(EXCERPT TO READ)
□ □ □
Data and cybersecurity warranty protection
A buyer’s approach to warranties and indemnities will depend on various issues, including its negotiating power and the extent of its due diligence. But most buyers will want to obtain warranties that the target:
- complies with data protection laws, regulator guidance and industry standards – and has done so for three to six years;
- has received no notices or allegations of non-compliance;
- has obtained all required consents from data subjects to the processing of their personal data;
- has rights to use all data collected and generated in its business;
- complies with best industry practice, or at least relevant standards, on cybersecurity;
- has experienced no cyber incidents, including in relation to its data processors or other key contract counterparties; and
- has procedures in place for responding to data crises.
On a data-heavy deal, a buyer will also want to get full warranties about the allocation of rights in data; and contractual issues (eg, breaches) that might affect data licences or data-sharing agreements.
A buyer will sometimes ask for a ‘forward-looking’ warranty that its processing of personal data post-closing will be lawful if the data is used in the same way as it was used before closing. A seller will rarely give this.
If due diligence has revealed that the target is not processing data fairly and lawfully, it might be necessary to approach data subjects for fresh consent to data processing. Subject to antitrust ‘gun-jumping’ rules, this sometimes takes place between signing the deal and closing it, and, in serious cases, is framed as a closing condition, usually based around a percentage of consents received. The number of consents received might also affect the final price.
□ □ □
(ENTRIES SUPPLIED)
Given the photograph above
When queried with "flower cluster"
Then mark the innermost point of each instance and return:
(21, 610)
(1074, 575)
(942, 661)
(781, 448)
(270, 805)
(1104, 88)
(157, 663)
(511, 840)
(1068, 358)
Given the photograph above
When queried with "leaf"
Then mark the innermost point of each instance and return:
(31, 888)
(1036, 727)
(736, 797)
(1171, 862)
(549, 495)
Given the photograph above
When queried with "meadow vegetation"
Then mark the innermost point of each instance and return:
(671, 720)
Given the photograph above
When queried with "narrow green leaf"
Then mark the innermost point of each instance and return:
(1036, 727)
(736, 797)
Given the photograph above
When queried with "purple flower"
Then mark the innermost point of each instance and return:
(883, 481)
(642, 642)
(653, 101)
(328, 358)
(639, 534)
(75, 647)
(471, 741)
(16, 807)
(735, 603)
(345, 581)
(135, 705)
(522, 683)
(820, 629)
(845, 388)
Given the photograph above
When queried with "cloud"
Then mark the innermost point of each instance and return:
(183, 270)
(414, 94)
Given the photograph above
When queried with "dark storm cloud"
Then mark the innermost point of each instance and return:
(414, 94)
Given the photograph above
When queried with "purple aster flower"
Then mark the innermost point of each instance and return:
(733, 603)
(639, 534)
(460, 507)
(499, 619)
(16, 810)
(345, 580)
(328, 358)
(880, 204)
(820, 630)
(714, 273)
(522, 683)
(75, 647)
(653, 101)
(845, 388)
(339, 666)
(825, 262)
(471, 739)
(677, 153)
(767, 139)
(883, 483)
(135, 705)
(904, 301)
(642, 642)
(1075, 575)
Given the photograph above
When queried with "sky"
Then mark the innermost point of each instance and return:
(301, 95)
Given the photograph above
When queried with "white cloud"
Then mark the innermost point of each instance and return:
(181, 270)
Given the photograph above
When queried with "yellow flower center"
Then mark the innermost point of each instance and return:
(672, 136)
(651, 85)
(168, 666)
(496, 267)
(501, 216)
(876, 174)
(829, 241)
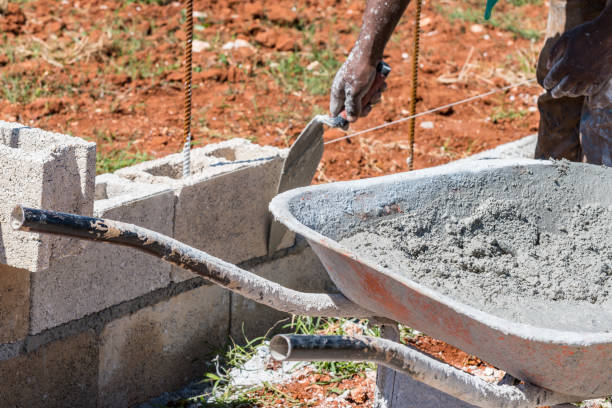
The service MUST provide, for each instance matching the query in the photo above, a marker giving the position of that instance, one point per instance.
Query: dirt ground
(110, 71)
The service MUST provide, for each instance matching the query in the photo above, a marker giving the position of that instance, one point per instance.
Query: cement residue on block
(222, 208)
(41, 169)
(100, 275)
(542, 258)
(61, 374)
(206, 162)
(161, 347)
(14, 304)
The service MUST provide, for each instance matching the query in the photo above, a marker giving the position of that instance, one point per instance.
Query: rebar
(188, 63)
(415, 77)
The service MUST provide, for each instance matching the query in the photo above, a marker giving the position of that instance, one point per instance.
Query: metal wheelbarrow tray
(556, 365)
(569, 362)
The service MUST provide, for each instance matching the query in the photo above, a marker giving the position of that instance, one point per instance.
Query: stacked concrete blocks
(91, 324)
(99, 275)
(41, 169)
(222, 208)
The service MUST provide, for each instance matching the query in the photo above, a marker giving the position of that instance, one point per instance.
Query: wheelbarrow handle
(416, 364)
(177, 253)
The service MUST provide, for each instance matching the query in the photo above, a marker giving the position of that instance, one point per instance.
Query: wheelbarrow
(545, 366)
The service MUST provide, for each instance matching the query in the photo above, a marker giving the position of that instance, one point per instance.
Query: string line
(439, 108)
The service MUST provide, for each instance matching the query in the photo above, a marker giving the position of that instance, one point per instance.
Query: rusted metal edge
(417, 365)
(170, 250)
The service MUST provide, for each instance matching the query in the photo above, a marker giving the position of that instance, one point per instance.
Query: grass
(236, 355)
(290, 73)
(17, 88)
(505, 113)
(116, 158)
(506, 21)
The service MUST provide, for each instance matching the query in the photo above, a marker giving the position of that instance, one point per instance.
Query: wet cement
(501, 259)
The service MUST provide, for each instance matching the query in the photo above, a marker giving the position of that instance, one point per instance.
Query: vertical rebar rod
(188, 69)
(415, 77)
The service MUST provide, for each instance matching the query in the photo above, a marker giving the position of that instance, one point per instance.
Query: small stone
(476, 28)
(427, 125)
(199, 46)
(313, 65)
(239, 43)
(267, 38)
(358, 395)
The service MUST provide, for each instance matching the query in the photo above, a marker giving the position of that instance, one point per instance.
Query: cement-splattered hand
(351, 83)
(581, 60)
(357, 74)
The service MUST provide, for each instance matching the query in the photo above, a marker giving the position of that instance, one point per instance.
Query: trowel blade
(299, 169)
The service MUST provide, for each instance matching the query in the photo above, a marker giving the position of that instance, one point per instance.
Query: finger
(376, 98)
(336, 101)
(352, 104)
(593, 88)
(561, 89)
(557, 52)
(578, 90)
(555, 75)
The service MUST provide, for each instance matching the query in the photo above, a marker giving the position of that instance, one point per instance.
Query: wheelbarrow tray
(569, 362)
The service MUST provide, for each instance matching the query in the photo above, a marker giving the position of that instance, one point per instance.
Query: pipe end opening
(280, 347)
(17, 217)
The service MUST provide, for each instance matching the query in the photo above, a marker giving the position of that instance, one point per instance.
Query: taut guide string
(439, 108)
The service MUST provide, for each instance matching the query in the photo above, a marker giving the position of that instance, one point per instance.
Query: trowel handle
(382, 71)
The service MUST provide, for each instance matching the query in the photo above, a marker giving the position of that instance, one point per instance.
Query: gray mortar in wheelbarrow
(563, 354)
(569, 364)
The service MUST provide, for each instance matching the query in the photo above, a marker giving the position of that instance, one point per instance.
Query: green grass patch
(504, 113)
(23, 89)
(505, 21)
(291, 74)
(112, 160)
(236, 355)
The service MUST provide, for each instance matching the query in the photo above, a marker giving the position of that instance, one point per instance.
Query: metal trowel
(306, 152)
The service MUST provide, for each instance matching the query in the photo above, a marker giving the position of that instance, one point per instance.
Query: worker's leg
(558, 134)
(596, 128)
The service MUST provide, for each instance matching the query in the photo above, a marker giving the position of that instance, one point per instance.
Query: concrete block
(60, 374)
(101, 275)
(222, 208)
(14, 303)
(300, 271)
(398, 390)
(41, 169)
(524, 147)
(161, 347)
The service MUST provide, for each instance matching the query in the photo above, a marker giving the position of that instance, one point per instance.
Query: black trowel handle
(382, 71)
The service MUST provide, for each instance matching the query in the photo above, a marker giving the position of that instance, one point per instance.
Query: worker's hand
(352, 82)
(581, 60)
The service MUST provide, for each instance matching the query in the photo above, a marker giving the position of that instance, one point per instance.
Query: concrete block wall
(41, 169)
(93, 325)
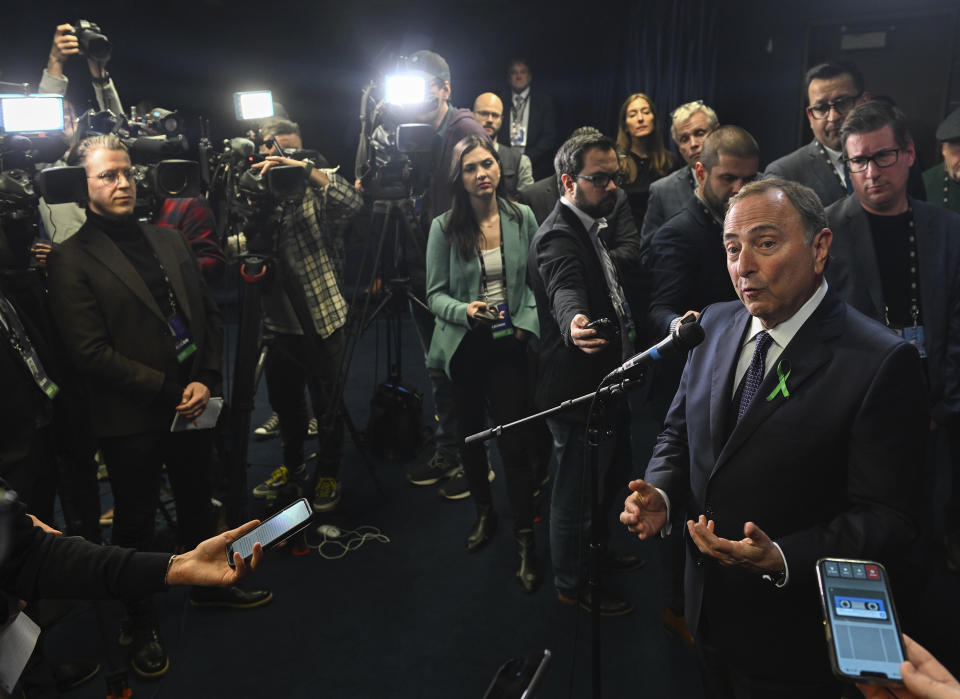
□ □ □
(WHAT TO WORK ON)
- a) In the data warranty text, for how long do most buyers want the target to have complied with data protection laws, regulator guidance and industry standards?
- b) Retype the data warranty text word for word, starting at "If due diligence" and ending at "the final price.".

(IN RESPONSE)
- a) Three to six years.

- b)
If due diligence has revealed that the target is not processing data fairly and lawfully, it might be necessary to approach data subjects for fresh consent to data processing. Subject to antitrust ‘gun-jumping’ rules, this sometimes takes place between signing the deal and closing it, and, in serious cases, is framed as a closing condition, usually based around a percentage of consents received. The number of consents received might also affect the final price.